> What you should do: Write out all the rows below again, requests included, and shift every polygon coordinate in the answers by -41. Leave the pictures out of your answer.

------------------------------------

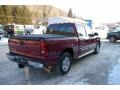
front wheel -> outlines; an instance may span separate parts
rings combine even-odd
[[[96,48],[95,48],[95,50],[94,50],[94,54],[98,54],[99,51],[100,51],[100,43],[97,42],[97,44],[96,44]]]
[[[67,74],[71,68],[72,57],[69,53],[63,53],[58,64],[58,71],[61,74]]]

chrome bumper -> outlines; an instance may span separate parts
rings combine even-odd
[[[16,63],[27,65],[27,66],[34,67],[34,68],[43,68],[42,63],[33,62],[34,60],[30,61],[29,58],[17,56],[17,55],[12,55],[10,53],[7,53],[6,55],[7,55],[9,60],[14,61]]]

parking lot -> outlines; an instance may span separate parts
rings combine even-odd
[[[6,38],[0,41],[0,84],[27,84],[24,70],[8,60]],[[98,55],[90,54],[75,61],[67,75],[30,68],[31,84],[98,85],[120,84],[120,41],[109,43],[102,40]]]

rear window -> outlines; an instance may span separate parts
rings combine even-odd
[[[59,34],[66,36],[75,36],[75,28],[72,23],[51,24],[48,26],[46,34]]]

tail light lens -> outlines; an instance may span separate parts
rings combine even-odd
[[[46,46],[44,40],[41,40],[41,42],[40,42],[40,54],[42,56],[46,56],[48,54],[47,46]]]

------------------------------------

> Written solution:
front wheel -> outlines; an instance may span separate parts
rings combine even-odd
[[[55,7],[54,7],[54,9],[53,9],[53,13],[57,13],[58,10],[59,10],[59,2],[56,1],[56,3],[55,3]]]
[[[26,33],[30,27],[31,16],[28,12],[22,12],[17,23],[17,30],[20,33]]]

chrome bumper -> outlines; an instance may span separate parts
rings combine even-odd
[[[-25,22],[-14,24],[-14,25],[-7,26],[-7,27],[2,27],[1,22],[-8,21],[-7,19],[-11,20],[-12,17],[-24,15],[-24,14],[-29,14],[-31,12],[-34,12],[-35,14],[-34,14],[-32,19],[-27,20]]]

parking lot -> outlines; an instance may span separate parts
rings combine even-odd
[[[-35,-3],[-41,0],[-41,43],[-14,43],[-17,29],[-33,19]],[[57,14],[49,13],[34,20],[26,34],[-11,27],[-10,43],[57,44],[79,43],[79,0],[68,2],[61,-1]]]

rear window -> outlines; an instance may span separate parts
rings combine even-odd
[[[18,-7],[25,-5],[34,-5],[34,-13],[31,-18],[10,-17],[7,-15],[5,-7]]]

tail light lens -> outlines; an instance may span separate parts
rings combine even-odd
[[[5,5],[3,-1],[0,-1],[0,1],[-1,1],[-1,13],[1,15],[5,15],[7,13],[6,5]]]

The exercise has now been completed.